__Stated exercise A__: Which abbreviations does the passage on distributed deep learning training define in parentheses, and what does each one stand for?

__Supplied passage__:
·····
Distributed training for deep learning models can be made easier and more scalable than ever before by using Apache MXNet in conjunction with Amazon Web Service's (AWS) Elastic MapReduce (EMR). The following information will help you create an EMR cluster with an AWS Deep Learning Amazon Machine Image (AMI). This package provides scripts to configure an EMR cluster with AWS DL AMI on a CPU/single-GPU/multi-GPU cluster of machines and manage Distributed Deep Learning training jobs.
Deep Learning is an area of Machine Learning that learns patterns and objectives using neural networks with deep hidden layers. Training a deep learning model involves many computationally intensive mathematical operations. These operations can be parallelized on AWS instances with GPUs, where each GPU has thousands of cores that excel at mathematical computations. A CPU-only instance's number of cores isn't directly comparable to a similar number of GPU cores. Nevertheless, for deep learning, GPUs will consistently outperform CPUs by orders of magnitude, and in some cases by over 100x. Even with this performance boost, with the vast amount of data now available, training a complex model on a single GPU or even a single instance with multiple GPUs can take days, or even weeks, to complete. Another problem can occur as well: the number of model parameters can exceed the available memory of a single machine.
·····
[Stored items from a collection]

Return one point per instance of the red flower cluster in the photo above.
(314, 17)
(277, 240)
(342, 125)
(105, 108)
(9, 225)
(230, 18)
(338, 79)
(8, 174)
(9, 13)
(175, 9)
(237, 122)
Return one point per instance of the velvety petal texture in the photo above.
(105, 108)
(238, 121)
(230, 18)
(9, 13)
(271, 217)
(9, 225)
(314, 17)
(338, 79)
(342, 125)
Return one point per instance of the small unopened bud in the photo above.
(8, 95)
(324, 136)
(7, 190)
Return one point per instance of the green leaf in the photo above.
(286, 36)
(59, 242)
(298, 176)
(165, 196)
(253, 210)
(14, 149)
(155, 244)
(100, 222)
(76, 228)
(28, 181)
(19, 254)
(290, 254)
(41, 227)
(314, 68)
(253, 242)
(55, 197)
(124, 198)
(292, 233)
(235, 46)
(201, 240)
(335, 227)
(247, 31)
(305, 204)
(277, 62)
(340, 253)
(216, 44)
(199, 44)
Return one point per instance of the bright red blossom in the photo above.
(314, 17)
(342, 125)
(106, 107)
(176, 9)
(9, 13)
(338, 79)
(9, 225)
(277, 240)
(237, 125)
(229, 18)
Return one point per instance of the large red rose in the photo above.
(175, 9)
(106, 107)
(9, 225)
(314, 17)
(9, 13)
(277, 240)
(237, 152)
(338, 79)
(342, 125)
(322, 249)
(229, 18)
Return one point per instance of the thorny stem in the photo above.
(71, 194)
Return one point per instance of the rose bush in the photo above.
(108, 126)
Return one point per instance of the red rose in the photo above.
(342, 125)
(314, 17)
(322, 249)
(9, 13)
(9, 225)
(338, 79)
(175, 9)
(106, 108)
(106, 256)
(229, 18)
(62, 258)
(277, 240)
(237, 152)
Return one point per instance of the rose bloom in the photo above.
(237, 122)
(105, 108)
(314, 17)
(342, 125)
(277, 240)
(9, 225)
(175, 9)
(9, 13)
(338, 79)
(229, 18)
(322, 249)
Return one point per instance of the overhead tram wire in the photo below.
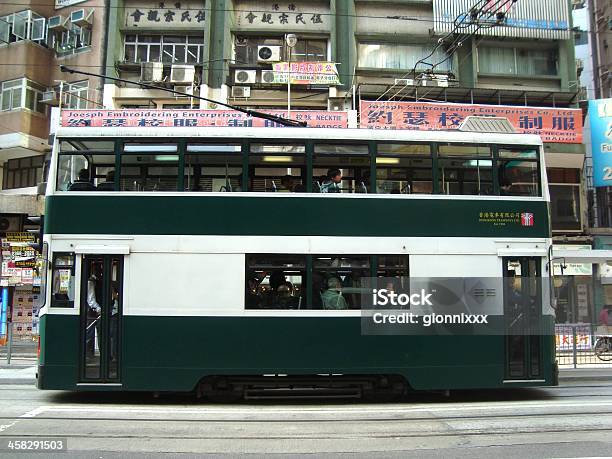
·····
__Stated exercise B__: Can you filter the records down to the lines containing the word "rose" and copy out each of those lines?

__Output A__:
AWS: Amazon Web Service
EMR: Elastic MapReduce
AMI: Amazon Machine Image

__Output B__:
Return one point per instance of the large red rose in the photo above.
Return one point per instance of the rose bush in the photo above.
Return one point per instance of the red rose in the photo above.
Return one point per instance of the rose bloom in the photo above.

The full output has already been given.